[DOCUMENT SECTION]
Originally Posted by
Visual C#
Violence is only necessary in the most extreme cases... but it is never a first choice for change....
jose rizal ( the hero ) was against an armed revolution. he knew that the blood spilled will someday reemerge and haunt the free country. he gave the french revolution as an example.

Originally Posted by
free_thinker
now, my question is...
if armed struggle is the only solution as you and the communists have outlined, since non-violence is "just ineffective", why are you not among the proud future "martyrs" and "heroes" in the mountains, carrying M16s and AK47s, waging war against the young soldiers of the Philippine military?
what's keeping you from joining the ranks of the NPA?
first, i am not a communist. i am merely providing for the 'missing' side that is suppose to be in a balanced argument. i am just a stand in for the people who are suppose to be here. i am not one of them. i am just here to provide the perspective of these people ( however limited and unjustified my presentation is ).

[LISTED RECORDS]
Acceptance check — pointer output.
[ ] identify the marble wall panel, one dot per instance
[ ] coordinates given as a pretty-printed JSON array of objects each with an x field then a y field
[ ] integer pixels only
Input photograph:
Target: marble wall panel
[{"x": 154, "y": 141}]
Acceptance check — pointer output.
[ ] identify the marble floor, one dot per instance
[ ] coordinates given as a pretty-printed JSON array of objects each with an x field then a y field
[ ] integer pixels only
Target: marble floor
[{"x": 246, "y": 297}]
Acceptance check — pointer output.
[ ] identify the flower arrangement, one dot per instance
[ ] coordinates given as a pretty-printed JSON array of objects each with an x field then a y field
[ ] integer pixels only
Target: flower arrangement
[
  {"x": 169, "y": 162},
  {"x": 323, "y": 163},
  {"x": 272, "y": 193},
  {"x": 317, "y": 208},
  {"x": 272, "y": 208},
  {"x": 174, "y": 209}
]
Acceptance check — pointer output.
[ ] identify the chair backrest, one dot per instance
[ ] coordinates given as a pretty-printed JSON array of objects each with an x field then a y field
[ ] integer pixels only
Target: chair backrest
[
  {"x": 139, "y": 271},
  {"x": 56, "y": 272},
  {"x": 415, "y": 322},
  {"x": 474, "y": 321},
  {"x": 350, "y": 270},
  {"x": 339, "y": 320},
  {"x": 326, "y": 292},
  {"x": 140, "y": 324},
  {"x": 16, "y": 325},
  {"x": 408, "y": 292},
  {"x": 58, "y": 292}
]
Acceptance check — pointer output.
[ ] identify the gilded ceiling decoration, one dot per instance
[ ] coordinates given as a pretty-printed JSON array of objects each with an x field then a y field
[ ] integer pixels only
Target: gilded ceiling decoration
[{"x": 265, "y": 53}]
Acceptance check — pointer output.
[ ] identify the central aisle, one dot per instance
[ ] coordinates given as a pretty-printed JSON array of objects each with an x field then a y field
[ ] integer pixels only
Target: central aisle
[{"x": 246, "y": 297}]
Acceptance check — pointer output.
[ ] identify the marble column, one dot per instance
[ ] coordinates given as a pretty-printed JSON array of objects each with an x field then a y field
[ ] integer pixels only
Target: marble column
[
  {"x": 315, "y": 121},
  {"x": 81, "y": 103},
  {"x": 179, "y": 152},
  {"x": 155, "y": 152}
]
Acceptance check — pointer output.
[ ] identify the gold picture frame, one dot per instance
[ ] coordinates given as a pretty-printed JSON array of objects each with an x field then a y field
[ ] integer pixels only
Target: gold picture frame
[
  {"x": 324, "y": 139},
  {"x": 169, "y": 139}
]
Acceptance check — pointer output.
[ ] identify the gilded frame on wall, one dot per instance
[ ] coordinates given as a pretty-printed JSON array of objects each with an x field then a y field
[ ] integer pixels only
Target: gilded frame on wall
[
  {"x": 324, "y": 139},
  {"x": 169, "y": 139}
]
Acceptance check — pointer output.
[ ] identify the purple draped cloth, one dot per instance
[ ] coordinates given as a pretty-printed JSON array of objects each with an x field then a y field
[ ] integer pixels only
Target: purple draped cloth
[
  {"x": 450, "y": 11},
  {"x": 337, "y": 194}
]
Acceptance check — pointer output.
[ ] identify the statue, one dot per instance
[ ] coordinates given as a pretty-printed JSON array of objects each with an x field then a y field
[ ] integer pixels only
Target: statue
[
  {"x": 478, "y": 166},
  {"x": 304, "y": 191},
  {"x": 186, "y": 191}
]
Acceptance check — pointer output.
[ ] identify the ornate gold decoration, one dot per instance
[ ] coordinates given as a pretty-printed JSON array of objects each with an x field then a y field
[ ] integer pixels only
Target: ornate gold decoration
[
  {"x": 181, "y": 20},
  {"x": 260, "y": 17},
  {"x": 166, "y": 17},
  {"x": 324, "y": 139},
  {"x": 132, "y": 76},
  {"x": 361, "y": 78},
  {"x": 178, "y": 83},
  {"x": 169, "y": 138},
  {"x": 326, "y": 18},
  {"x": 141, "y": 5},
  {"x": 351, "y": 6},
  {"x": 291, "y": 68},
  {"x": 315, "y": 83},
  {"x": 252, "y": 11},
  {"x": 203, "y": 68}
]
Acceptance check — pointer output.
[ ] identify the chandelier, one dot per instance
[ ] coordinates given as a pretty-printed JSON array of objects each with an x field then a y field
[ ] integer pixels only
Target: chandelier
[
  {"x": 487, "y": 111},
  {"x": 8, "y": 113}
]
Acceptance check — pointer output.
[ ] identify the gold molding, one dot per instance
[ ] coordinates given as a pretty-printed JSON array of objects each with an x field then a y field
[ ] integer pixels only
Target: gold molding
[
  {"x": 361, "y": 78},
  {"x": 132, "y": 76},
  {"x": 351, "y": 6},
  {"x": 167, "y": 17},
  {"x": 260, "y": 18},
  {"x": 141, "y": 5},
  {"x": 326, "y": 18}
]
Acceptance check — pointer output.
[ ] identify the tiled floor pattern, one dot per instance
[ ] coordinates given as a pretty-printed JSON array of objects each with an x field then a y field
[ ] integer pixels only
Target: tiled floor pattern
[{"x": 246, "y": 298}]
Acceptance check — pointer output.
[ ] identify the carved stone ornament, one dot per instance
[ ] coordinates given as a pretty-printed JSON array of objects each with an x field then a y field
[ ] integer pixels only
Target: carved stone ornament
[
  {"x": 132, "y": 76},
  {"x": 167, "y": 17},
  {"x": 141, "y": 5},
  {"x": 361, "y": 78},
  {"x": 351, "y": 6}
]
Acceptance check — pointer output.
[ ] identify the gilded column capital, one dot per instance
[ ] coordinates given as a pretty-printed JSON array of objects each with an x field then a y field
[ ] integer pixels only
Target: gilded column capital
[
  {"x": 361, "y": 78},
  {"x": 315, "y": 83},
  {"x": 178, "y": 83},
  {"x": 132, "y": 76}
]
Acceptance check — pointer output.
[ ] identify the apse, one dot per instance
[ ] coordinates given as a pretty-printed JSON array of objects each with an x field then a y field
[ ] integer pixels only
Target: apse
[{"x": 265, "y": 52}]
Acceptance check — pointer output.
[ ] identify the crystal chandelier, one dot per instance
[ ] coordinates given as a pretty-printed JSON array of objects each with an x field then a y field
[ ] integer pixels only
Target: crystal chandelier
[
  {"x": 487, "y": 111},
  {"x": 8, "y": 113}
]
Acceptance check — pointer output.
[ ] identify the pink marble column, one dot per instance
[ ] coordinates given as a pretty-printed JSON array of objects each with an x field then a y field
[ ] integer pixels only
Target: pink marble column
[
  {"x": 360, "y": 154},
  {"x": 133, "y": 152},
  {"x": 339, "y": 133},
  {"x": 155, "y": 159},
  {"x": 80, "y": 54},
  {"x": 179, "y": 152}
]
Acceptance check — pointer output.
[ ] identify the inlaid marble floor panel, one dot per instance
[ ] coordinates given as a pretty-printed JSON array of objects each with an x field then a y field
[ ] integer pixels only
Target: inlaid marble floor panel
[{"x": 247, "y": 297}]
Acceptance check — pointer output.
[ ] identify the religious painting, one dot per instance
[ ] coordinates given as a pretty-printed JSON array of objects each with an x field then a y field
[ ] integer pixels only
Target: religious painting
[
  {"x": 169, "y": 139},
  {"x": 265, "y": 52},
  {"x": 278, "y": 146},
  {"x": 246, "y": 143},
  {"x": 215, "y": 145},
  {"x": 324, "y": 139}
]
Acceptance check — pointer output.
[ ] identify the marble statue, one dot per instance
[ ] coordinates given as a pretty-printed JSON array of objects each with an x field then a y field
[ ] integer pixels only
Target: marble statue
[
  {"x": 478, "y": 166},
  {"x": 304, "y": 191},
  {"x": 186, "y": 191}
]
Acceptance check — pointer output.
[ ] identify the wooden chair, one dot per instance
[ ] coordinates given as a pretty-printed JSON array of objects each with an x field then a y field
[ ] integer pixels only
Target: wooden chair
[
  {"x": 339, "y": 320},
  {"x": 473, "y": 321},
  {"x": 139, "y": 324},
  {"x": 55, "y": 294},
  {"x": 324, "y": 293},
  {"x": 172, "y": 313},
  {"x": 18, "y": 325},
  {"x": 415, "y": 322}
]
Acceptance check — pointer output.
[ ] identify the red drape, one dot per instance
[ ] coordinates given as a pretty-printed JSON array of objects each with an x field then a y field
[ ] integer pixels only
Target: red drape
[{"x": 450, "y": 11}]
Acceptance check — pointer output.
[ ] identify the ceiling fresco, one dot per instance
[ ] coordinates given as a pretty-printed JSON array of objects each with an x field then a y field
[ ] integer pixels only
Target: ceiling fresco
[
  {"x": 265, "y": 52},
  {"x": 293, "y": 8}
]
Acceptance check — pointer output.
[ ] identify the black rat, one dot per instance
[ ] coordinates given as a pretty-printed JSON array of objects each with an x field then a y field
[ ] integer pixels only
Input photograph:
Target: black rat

[REQUIRED ACTIONS]
**A.** Reproduce everything in the forum exchange on armed revolution from "if armed struggle" down to "presentation is ).".
**B.** Answer these from the forum exchange on armed revolution:
(i) What historical example did Jose Rizal give, according to the post?
(ii) Whose ranks does free_thinker ask about joining?
(iii) In the final reply, what does the writer say they are not?

[RESPONSES PER TASK]
**A.**
if armed struggle is the only solution as you and the communists have outlined, since non-violence is "just ineffective", why are you not among the proud future "martyrs" and "heroes" in the mountains, carrying M16s and AK47s, waging war against the young soldiers of the Philippine military?
what's keeping you from joining the ranks of the NPA?
first, i am not a communist. i am merely providing for the 'missing' side that is suppose to be in a balanced argument. i am just a stand in for the people who are suppose to be here. i am not one of them. i am just here to provide the perspective of these people ( however limited and unjustified my presentation is ).

**B.**
(i) The French revolution
(ii) The NPA
(iii) A communist